▸ SHORT EXERCISE
Can you write out all of the entries below word for word, leaving the pictures out?

▸ Entries from a data source
## begin

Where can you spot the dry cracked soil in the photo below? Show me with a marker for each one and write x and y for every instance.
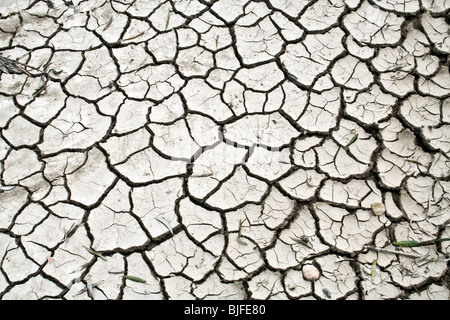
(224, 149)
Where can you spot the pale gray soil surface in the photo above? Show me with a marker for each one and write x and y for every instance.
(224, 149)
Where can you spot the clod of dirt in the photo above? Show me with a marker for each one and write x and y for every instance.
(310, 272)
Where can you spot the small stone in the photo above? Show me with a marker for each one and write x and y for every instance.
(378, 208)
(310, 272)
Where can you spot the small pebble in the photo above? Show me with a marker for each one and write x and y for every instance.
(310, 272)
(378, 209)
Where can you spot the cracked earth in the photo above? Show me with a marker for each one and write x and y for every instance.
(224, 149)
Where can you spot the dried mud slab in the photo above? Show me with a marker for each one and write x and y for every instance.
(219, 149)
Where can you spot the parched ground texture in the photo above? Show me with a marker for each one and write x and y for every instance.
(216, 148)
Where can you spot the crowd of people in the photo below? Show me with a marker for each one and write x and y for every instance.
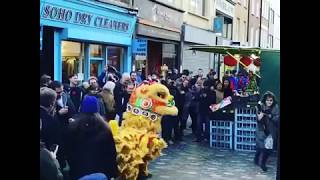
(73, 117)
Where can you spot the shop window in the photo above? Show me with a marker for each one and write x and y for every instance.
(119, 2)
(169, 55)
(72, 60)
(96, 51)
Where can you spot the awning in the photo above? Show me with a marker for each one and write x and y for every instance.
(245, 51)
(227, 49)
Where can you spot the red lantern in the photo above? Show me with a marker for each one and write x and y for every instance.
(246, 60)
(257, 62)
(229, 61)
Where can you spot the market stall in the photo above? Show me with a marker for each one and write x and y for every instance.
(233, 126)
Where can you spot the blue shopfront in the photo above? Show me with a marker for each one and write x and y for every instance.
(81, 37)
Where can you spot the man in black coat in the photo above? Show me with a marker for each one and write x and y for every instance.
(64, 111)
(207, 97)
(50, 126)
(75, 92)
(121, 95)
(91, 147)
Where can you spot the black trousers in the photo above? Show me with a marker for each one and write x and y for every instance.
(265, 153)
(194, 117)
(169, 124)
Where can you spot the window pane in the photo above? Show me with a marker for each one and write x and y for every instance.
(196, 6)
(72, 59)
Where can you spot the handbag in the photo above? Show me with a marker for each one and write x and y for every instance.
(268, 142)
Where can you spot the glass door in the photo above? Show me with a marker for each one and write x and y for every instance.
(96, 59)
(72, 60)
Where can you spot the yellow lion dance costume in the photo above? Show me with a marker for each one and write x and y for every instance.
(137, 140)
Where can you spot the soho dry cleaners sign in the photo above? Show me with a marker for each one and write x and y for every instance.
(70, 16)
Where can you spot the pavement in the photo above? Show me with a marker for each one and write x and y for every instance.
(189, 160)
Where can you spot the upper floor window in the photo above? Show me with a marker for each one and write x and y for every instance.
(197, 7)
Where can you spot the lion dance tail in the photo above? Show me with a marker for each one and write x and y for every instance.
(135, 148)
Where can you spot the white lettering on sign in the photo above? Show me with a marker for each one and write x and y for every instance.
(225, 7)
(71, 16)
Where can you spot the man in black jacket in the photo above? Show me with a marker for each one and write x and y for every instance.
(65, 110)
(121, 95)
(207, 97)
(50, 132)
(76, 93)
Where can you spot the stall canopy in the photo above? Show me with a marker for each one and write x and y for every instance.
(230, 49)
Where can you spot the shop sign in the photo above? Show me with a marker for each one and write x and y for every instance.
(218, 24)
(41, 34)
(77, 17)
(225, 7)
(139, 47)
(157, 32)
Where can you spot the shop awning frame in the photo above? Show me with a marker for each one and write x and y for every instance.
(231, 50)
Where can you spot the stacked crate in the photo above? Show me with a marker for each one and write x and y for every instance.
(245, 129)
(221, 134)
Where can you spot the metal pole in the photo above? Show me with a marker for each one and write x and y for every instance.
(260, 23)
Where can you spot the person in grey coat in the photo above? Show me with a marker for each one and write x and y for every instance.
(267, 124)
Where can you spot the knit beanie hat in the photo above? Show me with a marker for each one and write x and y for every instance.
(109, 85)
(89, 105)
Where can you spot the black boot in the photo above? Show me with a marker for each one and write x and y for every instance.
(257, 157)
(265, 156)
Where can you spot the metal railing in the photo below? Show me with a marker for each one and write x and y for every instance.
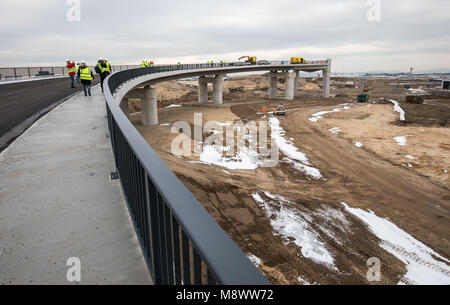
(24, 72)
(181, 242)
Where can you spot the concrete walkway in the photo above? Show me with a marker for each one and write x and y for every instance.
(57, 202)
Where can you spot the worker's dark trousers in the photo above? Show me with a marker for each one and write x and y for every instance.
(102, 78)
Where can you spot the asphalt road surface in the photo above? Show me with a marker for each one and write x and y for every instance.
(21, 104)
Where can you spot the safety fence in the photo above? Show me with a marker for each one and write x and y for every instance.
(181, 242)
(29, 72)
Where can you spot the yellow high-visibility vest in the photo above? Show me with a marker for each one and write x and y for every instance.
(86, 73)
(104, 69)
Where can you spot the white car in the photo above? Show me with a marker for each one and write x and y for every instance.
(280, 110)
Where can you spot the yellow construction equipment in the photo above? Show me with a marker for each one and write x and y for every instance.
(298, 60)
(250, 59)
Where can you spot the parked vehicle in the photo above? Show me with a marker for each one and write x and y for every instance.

## end

▸ EXPECTED OUTPUT
Where can you spot the dry cracked soil in the photo below? Show me with a marker for each one and write x and y for every instance.
(224, 149)
Where can you spot the pale gray soil surface in the photo above? Show me with a marker for each one and write x and y for every instance.
(224, 149)
Where can you spot the clod of dirt in the photo above? Show me with a marker for each one and write x and y for every instance.
(310, 272)
Where can you spot the small stone in the photo above? Show me with a marker for each one and write x and y for every instance.
(378, 208)
(310, 272)
Where can you spot the small pebble in the photo above? Show me with a marker for each one and write x and y for every instance.
(310, 272)
(378, 209)
Where can you spot the cracked earth in the photo above? Show me with a marker for each one and write x and y for every instance.
(224, 149)
Where can you spot the dried mud slab in the photo above? Show me with a marker for each one and write x and y for every instance.
(219, 149)
Where can you spot the parched ground texture in the photo above? Show me with a marker for each one and write x and y for every instance.
(216, 148)
Where can you spot the crowd of people in the photo below? Show me with a marker for each one and write x and y for every instance.
(73, 117)
Where can you spot the shop window in the photo above? Show me with a marker for each one and write x and y for every instance.
(119, 2)
(169, 55)
(72, 60)
(96, 51)
Where can you spot the awning in the photo above? Show me with a marker for each one and write x and y for every instance.
(245, 51)
(227, 49)
Where can you spot the red lantern in the photo above? Show me with a marker for each one and write x and y for every instance.
(246, 60)
(257, 62)
(229, 61)
Where can you spot the market stall in the photo above? Show me with a marker for each one and write x and y for every instance.
(233, 126)
Where can you spot the blue shopfront in the photo above? Show me with a marker for each one and write x and y for every instance.
(81, 37)
Where can you spot the man in black coat in the photo above? Show me with a marker for each one and write x and y for every instance.
(64, 111)
(207, 97)
(50, 126)
(75, 92)
(121, 95)
(91, 147)
Where can you spot the black trousers in the photo above? Show me with a marker for each one and write x and y for every instance.
(265, 153)
(194, 117)
(169, 124)
Where can you spot the window pane in the photo above? Show me with a marker for each one and write x and y for every instance.
(196, 6)
(72, 59)
Where can you spot the handbag in the photo above? Show me with a marker for each one and write x and y for every instance.
(268, 142)
Where can you spot the glass door in the photo above? Show me with a marker for each one and write x and y for every instance.
(96, 59)
(72, 60)
Where can you spot the yellow lion dance costume in the photo above? Show me with a marker for each one and write x and y for every instance.
(137, 140)
Where can you spot the soho dry cleaners sign in the photo above? Show me with a marker for each one and write x and y for every instance.
(70, 16)
Where can you spot the pavement in the photo above? Show me with a marker for each one and write x and y for every instance.
(189, 160)
Where can you spot the upper floor window in the photo above? Show me with a marker for each one and write x and y for every instance.
(197, 7)
Where can you spot the lion dance tail in the photo above? Show me with a marker for each one and write x and y for every instance.
(135, 148)
Where can you spot the white lettering on sign in the photo above? Show me with a marker for each one and write x and y for every instance.
(225, 7)
(71, 16)
Where can you spot the man in black jacket in the photo above? Show me with a marker for each one and write x and y for every instance.
(65, 110)
(121, 95)
(207, 97)
(50, 132)
(76, 93)
Where can you spot the stall canopy in the photo above? Show me with a marker for each one and write x and y for every instance.
(230, 49)
Where can you spot the shop sign in the photo above? Show me with a marker for each one and write x and y for every instance.
(218, 24)
(41, 34)
(77, 17)
(225, 7)
(139, 47)
(157, 32)
Where can you spot the shop awning frame in the photo above? Show me with a marker for each one and write x and y for every instance.
(231, 50)
Where can you spot the stacked crate in the photo above? Show me with a marker for each one and write x and y for every instance.
(245, 129)
(221, 134)
Where can you spot the metal pole in the photo above? Show me with a marker for each one and write x and y for every instance.
(260, 23)
Where can you spot the person in grey coat in the photo above? Show me with a marker for each one and write x and y for every instance.
(267, 124)
Where can you spot the knit beanie hat in the photo above? Show me with a marker for each one and write x and y for every instance.
(109, 85)
(89, 105)
Where can you spot the black boot in the photo above? Show me with a marker for each one and write x and y for every instance.
(257, 157)
(265, 156)
Where can you spot the metal railing in the photo below? Show me with a marker for each one and write x and y for every instance.
(24, 72)
(181, 242)
Where can you spot the concrete walkway in the photo above? Show me with a marker for each one and write x and y for every instance.
(57, 202)
Where can you spot the worker's dark trousers in the photo above? Show me with a marker for each one and write x and y for every instance.
(102, 78)
Where can you spot the asphalt road surface in the photo above? Show me with a marker for each one and write x and y for every instance.
(21, 104)
Where can you spot the safety fence in the photo above? Show me with a marker for each one and write x and y for every instance.
(181, 242)
(29, 72)
Where can you spot the yellow high-visibility vest in the photo above? Show me with a marker for each one and write x and y for every instance.
(86, 73)
(104, 69)
Where can you spot the white car in the photo above? Show me with a marker for each one and write x and y for every instance.
(280, 110)
Where can you spot the yellow construction equipment in the photo above? Show me with a marker for each one and write x and y for every instance.
(298, 60)
(250, 59)
Where can you spot the parked vehicle in the photo above? Show me with a marker for each one and write x and y for every instance.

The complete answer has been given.